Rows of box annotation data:
__________________________________________________

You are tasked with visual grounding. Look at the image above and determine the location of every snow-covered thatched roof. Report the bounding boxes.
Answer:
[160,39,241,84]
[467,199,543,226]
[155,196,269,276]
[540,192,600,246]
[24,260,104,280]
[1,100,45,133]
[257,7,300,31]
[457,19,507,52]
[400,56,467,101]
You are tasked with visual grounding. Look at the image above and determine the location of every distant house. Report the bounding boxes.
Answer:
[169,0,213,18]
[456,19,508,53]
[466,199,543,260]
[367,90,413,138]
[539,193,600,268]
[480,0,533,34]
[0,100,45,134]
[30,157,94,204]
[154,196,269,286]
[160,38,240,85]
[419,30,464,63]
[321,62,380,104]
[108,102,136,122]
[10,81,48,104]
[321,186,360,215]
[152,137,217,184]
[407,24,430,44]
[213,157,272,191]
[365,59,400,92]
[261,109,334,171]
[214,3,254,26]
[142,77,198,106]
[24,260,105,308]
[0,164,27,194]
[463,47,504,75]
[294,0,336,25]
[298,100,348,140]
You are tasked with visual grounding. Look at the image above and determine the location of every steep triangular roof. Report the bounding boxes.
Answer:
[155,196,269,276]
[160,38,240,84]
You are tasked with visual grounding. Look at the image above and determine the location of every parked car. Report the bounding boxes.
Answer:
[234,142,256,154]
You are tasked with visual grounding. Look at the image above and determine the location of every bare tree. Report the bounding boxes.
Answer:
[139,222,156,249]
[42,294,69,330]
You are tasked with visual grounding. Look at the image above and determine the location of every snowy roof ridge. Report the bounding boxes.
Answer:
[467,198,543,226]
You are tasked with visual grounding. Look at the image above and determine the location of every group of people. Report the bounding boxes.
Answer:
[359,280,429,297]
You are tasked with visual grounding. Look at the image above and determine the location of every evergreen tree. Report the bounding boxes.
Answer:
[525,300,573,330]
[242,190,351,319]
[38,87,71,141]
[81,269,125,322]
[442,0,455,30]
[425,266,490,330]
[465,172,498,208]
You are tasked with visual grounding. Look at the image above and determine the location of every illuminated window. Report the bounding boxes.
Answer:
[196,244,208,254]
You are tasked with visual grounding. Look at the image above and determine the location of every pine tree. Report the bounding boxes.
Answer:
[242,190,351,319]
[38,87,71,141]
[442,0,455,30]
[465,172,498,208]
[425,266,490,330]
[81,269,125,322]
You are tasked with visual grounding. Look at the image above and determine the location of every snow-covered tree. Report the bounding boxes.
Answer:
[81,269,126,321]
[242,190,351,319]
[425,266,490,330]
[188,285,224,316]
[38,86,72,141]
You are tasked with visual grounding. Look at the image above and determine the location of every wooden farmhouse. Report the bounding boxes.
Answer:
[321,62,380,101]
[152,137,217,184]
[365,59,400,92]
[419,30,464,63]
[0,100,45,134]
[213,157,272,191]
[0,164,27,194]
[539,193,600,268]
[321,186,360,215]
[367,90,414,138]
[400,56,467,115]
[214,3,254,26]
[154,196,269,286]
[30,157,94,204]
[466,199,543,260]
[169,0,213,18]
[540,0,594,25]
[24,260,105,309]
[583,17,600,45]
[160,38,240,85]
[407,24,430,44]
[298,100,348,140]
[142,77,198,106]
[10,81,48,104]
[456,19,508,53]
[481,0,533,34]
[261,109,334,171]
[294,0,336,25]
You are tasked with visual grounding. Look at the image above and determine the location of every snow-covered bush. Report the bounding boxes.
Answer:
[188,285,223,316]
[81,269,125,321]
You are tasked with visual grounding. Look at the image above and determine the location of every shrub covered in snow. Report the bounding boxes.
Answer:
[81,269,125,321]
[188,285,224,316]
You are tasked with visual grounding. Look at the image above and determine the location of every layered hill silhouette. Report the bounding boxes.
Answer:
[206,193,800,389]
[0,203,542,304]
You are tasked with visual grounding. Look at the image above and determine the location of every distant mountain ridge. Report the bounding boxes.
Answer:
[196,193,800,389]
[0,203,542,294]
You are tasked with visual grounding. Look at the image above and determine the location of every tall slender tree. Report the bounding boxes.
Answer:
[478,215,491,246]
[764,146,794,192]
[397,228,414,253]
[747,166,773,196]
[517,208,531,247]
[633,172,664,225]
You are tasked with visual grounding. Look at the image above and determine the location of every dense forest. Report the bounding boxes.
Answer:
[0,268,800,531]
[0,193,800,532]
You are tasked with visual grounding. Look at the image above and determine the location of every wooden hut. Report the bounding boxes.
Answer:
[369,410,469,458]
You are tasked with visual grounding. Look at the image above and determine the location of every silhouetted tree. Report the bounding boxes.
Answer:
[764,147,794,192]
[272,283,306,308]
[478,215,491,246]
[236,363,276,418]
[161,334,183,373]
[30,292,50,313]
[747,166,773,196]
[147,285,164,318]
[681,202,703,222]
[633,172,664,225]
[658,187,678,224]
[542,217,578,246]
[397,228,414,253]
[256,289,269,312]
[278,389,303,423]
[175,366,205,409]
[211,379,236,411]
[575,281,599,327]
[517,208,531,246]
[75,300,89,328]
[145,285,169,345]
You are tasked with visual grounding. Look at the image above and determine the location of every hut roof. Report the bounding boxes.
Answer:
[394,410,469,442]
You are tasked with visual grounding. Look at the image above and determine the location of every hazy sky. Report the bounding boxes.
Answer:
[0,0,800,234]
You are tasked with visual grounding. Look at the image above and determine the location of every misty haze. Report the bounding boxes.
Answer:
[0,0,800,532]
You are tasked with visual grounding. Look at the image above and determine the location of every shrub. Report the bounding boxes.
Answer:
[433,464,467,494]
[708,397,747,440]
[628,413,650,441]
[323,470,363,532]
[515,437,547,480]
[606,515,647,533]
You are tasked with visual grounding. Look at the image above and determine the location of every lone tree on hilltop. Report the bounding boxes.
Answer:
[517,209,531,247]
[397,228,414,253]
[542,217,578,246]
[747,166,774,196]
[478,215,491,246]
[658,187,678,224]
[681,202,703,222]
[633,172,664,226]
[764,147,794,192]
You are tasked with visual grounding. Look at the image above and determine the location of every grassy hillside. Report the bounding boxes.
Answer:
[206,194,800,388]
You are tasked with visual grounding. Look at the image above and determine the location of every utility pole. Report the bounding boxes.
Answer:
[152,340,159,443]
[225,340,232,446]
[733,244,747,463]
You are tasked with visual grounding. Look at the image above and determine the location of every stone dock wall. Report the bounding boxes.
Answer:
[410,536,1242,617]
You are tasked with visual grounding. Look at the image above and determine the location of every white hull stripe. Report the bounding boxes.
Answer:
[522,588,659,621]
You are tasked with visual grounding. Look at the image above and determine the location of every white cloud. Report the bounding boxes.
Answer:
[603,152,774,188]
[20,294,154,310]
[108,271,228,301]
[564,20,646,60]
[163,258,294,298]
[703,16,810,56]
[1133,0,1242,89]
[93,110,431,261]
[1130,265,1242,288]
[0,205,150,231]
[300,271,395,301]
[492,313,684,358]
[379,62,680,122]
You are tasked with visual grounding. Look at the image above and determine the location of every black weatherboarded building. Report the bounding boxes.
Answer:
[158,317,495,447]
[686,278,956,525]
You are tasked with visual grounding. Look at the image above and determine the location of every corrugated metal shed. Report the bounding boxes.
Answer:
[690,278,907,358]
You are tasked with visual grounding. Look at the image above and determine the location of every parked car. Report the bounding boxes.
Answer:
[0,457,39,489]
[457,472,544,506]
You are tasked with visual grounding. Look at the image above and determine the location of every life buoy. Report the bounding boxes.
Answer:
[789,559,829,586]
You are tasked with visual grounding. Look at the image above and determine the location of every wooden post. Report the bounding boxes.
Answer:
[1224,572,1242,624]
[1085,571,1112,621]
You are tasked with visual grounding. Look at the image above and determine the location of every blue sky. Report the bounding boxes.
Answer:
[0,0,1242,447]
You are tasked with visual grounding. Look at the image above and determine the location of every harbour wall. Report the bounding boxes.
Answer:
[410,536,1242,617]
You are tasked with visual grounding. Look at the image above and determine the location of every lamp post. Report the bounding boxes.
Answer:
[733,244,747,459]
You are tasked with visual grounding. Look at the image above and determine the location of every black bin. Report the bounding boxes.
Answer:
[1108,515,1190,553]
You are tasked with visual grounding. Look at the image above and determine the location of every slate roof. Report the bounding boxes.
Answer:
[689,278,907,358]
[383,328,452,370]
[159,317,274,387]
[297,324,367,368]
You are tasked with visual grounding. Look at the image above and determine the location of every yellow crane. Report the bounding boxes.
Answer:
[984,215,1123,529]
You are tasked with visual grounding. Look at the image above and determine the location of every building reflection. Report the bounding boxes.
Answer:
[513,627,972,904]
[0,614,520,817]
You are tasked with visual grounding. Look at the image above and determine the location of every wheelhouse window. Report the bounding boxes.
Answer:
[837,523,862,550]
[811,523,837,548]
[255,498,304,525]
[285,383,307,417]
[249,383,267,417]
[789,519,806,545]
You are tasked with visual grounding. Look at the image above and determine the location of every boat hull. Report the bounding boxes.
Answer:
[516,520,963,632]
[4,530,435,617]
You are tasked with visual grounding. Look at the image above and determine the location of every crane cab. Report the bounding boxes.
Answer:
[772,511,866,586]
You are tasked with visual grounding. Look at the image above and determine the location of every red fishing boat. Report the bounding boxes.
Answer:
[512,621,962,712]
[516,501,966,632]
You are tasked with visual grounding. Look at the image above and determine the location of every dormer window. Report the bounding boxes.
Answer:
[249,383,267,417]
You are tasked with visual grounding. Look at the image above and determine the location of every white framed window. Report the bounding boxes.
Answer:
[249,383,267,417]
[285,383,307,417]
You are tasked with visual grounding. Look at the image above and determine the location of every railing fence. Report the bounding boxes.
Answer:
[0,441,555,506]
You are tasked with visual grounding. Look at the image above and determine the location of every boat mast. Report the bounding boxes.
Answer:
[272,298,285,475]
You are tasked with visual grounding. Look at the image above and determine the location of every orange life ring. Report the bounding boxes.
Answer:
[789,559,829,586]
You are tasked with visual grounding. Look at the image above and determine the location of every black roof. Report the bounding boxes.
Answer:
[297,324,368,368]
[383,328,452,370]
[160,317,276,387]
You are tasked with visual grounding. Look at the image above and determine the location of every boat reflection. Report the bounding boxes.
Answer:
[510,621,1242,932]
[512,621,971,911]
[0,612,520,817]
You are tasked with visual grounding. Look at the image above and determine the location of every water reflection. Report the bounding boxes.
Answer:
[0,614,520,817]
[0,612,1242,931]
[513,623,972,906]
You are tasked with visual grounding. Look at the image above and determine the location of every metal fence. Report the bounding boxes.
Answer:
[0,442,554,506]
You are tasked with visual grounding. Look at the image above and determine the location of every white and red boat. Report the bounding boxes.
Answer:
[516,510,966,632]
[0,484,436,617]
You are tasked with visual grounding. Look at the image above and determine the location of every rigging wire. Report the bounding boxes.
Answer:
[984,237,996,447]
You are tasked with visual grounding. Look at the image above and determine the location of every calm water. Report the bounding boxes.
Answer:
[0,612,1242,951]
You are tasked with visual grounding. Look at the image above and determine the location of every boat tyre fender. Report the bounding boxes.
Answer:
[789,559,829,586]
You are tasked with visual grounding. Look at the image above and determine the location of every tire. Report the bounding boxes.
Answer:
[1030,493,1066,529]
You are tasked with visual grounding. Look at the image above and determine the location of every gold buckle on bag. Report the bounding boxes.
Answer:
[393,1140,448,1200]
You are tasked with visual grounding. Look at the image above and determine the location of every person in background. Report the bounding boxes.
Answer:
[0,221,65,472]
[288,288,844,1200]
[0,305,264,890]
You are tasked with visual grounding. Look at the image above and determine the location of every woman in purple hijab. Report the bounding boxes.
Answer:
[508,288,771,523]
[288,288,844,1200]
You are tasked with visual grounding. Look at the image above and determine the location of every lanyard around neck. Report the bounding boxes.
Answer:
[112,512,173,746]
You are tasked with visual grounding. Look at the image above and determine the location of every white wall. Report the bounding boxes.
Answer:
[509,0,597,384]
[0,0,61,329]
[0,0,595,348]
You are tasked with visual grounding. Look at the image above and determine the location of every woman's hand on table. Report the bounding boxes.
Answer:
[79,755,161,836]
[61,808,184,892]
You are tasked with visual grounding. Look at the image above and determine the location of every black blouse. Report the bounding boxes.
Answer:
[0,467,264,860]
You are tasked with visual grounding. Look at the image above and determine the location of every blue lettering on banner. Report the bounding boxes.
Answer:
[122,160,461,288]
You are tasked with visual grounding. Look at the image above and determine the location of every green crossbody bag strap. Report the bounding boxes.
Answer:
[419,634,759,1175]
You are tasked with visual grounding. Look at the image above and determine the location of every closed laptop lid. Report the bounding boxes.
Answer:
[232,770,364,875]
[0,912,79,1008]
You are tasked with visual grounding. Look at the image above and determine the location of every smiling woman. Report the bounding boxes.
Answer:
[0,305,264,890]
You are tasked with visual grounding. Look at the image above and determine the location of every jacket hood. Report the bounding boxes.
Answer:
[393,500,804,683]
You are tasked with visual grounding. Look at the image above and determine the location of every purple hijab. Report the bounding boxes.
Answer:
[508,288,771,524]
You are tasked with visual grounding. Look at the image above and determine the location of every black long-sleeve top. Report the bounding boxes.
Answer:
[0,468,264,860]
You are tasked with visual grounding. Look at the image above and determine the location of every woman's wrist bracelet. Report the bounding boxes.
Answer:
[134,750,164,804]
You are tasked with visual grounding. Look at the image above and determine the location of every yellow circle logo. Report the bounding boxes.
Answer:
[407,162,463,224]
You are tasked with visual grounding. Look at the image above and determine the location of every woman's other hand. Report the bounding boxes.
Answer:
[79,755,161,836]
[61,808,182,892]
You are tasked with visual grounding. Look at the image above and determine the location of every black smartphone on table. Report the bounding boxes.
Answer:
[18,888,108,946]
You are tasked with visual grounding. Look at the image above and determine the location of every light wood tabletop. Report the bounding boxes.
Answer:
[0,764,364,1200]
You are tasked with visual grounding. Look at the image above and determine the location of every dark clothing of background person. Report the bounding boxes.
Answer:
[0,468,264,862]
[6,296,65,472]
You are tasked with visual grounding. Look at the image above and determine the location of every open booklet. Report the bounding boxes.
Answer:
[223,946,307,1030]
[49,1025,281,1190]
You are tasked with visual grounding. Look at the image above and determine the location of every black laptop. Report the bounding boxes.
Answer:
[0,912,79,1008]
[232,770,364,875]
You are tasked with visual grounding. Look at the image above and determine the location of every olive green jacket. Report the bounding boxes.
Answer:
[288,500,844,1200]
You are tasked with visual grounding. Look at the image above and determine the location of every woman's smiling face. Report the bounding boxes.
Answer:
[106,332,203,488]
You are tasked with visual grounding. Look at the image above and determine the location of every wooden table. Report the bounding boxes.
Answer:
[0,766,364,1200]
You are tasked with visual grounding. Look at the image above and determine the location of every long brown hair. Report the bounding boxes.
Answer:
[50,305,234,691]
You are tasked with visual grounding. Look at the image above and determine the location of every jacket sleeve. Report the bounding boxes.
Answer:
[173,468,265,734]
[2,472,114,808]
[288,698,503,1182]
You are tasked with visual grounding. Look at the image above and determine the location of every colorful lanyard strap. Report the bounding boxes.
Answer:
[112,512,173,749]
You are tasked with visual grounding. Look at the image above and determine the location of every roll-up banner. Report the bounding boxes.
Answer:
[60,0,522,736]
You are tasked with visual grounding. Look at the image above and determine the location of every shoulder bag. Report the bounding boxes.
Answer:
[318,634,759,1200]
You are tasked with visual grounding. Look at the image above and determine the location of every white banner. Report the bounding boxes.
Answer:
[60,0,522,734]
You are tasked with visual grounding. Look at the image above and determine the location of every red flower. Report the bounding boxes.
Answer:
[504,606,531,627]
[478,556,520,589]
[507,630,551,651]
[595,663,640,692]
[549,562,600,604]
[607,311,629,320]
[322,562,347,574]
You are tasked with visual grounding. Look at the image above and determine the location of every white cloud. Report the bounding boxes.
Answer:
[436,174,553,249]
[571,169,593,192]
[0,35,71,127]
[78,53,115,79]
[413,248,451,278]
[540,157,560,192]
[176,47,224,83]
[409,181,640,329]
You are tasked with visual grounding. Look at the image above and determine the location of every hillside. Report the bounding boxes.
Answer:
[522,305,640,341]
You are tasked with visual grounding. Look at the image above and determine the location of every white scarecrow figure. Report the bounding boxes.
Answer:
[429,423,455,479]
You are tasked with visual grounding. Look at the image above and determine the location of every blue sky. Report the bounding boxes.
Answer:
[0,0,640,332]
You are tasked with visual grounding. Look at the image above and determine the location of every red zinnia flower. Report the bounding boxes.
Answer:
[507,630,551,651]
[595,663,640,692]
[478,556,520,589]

__________________________________________________

What is needed -> Can you rewrite everything in the material from the line containing "water. Report the bounding boxes." down to the line containing "[112,512,173,746]", both included, as a JSON list of strings with one string per line and blank lines omitted?

Problem solution ->
[
  "You are tasked with visual grounding. Look at the image above and determine the location of every calm water. Report the bounding boxes.",
  "Answer:",
  "[0,612,1242,951]",
  "You are tasked with visual grounding. Look at the image above and determine the location of every boat tyre fender. Report the bounding boxes.",
  "Answer:",
  "[789,559,829,586]",
  "You are tasked with visual grounding. Look at the image above and determine the location of every tire. Report the bounding boxes.",
  "Answer:",
  "[1030,493,1066,529]",
  "You are tasked with visual grounding. Look at the image above and determine the location of every gold buckle on bag. Report the bounding boxes.",
  "Answer:",
  "[393,1140,448,1200]",
  "You are tasked with visual grounding. Look at the image above and determine the location of every person in background. Report the bounding boxes.",
  "Answer:",
  "[0,221,65,472]",
  "[288,288,844,1200]",
  "[0,305,264,890]",
  "You are tasked with visual grounding. Look at the image above and determine the location of every woman in purple hijab. Report the bounding boxes.",
  "Answer:",
  "[508,288,771,523]",
  "[288,288,844,1200]",
  "You are tasked with visual grounding. Look at the image above and determine the location of every lanyard around neck. Report the bounding boxes.",
  "Answer:",
  "[112,512,173,746]"
]